| EXCERPT TO READ |
· · ·
AP Calculus BC — Unit 9.9

Finding the area of the region bounded by two polar curves

Key Concepts Packet + Worked Examples + Interactive MCQ Practice (36 Questions)

Area Between Two Polar Curves: Core Formula
Finding Intersection Angles
Choosing the Outer vs. Inner Curve (and Switching)
Using Symmetry Correctly
Negative Radius and Tracing Issues
Calculator Expectations + Common AP Traps
Unit 9.9 Multiple-Choice Practice (36 Questions)
Answer Key

Unit 9.9 Key Concepts Packet

1) Area Between Two Polar Curves: Core Formula

Must-know setup

If the region is bounded by two polar curves \(r_{\text{outer}}(\theta)\) and \(r_{\text{inner}}(\theta)\) on \([\alpha,\beta]\) (and the region is traced once), then:

\( \displaystyle A=\frac12\int_{\alpha}^{\beta}\Big(r_{\text{outer}}(\theta)^2-r_{\text{inner}}(\theta)^2\Big)\,d\theta \).

It is the polar version of “washer method”: outer radius squared minus inner radius squared.
The bounds must match the region once (avoid double-counting).

2) Finding Intersection Angles

Intersection rule (most common)

To find where two polar curves intersect, you typically solve \(r_1(\theta)=r_2(\theta)\) using the same angle \(\theta\).

After solving, confirm the intersection actually lies on the region you want (due to possible retracing or negative radius representations).
Those intersection angles usually become your integration bounds.
· · ·
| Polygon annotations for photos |
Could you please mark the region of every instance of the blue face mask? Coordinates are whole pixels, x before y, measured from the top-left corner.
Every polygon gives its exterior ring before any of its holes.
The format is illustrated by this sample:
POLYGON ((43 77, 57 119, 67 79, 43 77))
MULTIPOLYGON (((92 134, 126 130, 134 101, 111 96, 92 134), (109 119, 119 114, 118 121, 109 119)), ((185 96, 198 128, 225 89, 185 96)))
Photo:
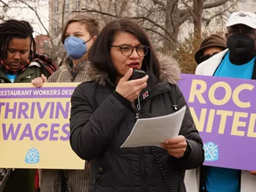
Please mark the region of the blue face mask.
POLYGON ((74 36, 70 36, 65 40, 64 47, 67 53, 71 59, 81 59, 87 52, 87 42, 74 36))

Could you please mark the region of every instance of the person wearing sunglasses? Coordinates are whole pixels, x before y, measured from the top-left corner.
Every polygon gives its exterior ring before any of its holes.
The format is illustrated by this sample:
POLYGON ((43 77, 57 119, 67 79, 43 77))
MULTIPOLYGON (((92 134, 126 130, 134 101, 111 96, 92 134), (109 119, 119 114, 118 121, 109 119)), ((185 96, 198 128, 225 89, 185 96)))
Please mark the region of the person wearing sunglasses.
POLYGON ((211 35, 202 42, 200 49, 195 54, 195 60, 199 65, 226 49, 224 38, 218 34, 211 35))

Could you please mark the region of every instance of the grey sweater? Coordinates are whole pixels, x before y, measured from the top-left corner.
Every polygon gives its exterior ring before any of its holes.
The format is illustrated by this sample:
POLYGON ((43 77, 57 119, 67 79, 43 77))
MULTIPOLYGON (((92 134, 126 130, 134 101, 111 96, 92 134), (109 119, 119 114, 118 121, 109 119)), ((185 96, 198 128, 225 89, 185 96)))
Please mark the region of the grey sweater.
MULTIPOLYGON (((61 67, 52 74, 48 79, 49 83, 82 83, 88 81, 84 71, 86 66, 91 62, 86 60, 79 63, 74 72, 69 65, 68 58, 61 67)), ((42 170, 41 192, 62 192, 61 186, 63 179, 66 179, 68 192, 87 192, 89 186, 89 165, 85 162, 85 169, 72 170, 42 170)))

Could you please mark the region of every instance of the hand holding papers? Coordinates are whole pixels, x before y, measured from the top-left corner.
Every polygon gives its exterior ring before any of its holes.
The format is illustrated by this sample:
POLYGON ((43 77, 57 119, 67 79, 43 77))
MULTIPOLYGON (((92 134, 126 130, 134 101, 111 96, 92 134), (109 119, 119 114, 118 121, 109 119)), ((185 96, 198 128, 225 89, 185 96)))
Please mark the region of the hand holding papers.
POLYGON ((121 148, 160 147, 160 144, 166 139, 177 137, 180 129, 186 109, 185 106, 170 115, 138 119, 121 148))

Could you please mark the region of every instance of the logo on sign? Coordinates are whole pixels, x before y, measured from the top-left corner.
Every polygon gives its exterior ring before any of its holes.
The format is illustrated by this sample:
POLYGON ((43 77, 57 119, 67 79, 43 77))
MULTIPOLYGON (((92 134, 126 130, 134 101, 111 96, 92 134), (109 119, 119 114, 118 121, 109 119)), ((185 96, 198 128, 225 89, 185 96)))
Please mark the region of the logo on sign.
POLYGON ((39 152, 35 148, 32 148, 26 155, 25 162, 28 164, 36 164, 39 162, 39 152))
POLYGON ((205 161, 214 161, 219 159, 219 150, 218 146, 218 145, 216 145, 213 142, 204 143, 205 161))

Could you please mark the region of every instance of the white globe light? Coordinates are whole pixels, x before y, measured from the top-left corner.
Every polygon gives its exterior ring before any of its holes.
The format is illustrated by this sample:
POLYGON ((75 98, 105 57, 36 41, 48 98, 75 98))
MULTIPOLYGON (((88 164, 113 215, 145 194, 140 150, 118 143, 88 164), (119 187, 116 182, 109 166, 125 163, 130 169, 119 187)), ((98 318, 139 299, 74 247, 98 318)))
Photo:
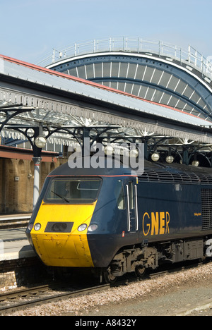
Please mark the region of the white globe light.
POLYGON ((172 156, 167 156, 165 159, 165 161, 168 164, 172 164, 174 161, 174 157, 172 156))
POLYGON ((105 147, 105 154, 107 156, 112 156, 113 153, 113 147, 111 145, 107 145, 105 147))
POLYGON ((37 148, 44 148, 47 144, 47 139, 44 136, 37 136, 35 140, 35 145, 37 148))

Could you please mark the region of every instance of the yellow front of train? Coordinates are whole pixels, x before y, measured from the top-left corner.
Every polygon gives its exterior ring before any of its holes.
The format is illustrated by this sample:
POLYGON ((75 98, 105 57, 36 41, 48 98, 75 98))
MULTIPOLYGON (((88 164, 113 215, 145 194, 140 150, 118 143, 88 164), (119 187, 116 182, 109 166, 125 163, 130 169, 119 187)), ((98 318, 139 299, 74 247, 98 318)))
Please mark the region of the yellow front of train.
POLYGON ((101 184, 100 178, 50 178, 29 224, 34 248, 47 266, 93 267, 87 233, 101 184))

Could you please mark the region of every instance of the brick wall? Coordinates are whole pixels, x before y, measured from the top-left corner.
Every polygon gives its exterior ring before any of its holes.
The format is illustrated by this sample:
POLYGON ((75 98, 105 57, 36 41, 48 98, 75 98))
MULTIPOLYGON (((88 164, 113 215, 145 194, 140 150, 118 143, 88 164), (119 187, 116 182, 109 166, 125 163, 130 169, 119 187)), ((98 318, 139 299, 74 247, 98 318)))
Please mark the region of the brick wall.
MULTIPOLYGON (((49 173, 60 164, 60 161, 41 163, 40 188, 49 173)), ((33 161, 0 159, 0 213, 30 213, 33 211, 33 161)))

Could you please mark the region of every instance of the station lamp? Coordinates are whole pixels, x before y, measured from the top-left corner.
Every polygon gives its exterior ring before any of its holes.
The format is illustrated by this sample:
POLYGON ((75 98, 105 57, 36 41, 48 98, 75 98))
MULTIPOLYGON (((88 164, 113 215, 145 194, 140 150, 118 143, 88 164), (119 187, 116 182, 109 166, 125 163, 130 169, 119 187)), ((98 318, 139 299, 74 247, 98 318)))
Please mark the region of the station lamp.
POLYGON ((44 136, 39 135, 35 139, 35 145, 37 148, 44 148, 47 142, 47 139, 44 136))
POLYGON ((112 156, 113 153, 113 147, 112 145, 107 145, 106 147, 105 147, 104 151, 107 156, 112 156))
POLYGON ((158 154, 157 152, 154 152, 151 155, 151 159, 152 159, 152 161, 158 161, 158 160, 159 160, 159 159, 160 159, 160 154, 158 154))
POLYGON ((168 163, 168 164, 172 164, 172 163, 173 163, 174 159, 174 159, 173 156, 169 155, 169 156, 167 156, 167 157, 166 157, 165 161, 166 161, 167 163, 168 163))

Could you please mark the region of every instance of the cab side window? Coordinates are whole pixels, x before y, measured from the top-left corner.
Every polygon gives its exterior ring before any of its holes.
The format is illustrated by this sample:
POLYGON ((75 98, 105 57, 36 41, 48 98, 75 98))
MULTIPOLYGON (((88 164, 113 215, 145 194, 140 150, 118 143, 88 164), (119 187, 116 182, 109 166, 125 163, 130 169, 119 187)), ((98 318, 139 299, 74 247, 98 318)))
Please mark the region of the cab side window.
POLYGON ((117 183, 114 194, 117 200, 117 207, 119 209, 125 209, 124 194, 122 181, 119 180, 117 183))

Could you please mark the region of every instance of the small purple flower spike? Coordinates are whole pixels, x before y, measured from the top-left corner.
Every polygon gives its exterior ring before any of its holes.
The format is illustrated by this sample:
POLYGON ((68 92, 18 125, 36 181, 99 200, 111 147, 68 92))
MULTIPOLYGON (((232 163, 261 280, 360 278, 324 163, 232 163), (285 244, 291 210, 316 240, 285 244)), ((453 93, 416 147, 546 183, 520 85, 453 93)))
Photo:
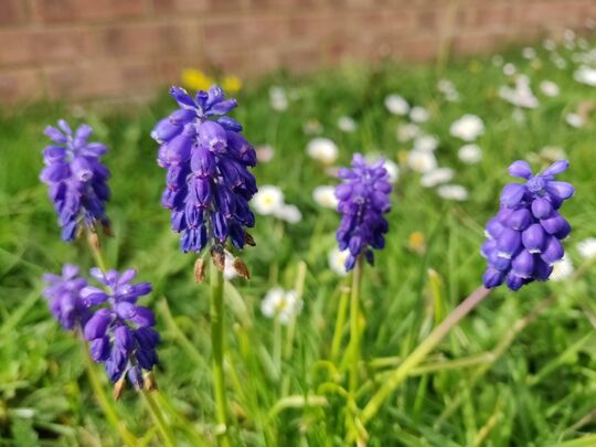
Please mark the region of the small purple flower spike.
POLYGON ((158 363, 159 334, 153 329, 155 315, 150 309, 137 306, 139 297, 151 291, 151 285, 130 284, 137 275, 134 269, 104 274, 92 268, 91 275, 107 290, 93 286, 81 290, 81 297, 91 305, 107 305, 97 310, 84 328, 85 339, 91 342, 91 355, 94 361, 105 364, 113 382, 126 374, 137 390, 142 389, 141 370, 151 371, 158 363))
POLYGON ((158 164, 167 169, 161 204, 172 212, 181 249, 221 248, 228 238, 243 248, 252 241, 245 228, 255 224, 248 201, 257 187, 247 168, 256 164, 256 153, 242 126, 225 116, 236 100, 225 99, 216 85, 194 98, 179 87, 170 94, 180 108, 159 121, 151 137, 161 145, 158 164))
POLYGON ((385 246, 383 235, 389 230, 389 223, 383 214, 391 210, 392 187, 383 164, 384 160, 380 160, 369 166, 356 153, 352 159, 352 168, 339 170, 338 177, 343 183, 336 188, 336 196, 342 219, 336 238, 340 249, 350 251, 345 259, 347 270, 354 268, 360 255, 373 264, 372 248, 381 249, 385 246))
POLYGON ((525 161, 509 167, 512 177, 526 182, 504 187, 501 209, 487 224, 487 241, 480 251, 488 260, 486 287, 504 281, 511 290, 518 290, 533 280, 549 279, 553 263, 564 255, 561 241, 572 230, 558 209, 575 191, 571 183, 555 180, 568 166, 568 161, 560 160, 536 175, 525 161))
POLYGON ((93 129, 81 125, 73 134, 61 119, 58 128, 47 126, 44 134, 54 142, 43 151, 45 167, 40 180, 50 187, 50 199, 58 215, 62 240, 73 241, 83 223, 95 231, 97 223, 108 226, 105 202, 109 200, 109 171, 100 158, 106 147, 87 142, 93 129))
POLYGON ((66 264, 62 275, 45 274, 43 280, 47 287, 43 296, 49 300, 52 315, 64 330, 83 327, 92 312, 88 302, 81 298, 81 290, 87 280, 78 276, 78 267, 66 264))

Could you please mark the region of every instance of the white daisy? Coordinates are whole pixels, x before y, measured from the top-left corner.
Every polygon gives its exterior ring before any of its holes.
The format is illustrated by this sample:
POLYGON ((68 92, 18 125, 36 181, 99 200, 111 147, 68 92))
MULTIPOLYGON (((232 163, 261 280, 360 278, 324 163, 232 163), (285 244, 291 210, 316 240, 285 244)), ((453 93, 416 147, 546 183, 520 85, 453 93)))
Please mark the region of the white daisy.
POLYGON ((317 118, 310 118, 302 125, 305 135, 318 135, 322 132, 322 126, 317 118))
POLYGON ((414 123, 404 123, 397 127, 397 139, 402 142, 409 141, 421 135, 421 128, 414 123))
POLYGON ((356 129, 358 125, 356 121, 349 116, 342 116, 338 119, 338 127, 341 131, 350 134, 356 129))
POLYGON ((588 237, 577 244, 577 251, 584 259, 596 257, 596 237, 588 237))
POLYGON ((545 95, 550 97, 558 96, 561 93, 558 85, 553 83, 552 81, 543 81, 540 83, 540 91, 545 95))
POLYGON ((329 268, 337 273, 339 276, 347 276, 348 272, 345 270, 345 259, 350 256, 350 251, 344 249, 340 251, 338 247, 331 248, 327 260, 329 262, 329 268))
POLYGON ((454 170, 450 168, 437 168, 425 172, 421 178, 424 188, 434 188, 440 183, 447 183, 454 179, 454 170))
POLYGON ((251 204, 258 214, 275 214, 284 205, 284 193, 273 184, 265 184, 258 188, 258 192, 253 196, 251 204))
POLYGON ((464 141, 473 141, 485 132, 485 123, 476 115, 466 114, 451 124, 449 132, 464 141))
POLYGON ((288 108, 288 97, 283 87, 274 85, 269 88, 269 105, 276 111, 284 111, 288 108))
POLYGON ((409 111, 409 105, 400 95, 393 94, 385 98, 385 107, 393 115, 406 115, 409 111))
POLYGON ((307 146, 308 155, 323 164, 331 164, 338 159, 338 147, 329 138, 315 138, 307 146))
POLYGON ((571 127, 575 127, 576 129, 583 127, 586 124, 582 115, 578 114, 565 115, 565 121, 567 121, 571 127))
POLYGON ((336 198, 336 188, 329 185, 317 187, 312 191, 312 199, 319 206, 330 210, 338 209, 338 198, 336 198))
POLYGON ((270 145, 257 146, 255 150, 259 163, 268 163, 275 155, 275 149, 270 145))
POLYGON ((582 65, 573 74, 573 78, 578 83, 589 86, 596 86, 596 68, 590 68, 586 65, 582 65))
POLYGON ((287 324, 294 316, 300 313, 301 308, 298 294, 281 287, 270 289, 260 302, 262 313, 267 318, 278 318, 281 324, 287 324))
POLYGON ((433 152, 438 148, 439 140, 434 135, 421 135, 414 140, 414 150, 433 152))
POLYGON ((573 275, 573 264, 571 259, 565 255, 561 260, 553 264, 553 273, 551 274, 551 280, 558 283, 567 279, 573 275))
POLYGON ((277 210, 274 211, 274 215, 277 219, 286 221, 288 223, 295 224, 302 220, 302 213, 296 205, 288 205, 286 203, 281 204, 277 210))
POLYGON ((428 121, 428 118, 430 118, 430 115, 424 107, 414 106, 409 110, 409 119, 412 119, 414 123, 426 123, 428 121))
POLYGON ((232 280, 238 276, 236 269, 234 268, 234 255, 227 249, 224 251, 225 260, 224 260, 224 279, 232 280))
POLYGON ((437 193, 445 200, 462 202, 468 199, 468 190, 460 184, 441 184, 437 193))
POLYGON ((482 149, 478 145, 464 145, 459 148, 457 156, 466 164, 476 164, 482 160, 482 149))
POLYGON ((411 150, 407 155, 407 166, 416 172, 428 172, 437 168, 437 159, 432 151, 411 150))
· · ·
| WORK TO COMPLETE |
Repeat word for word the part of the polar-area notes that begins with "After solving, confirm" and continues through "your integration bounds.".

| EXERCISE ANSWER |
After solving, confirm the intersection actually lies on the region you want (due to possible retracing or negative radius representations).
Those intersection angles usually become your integration bounds.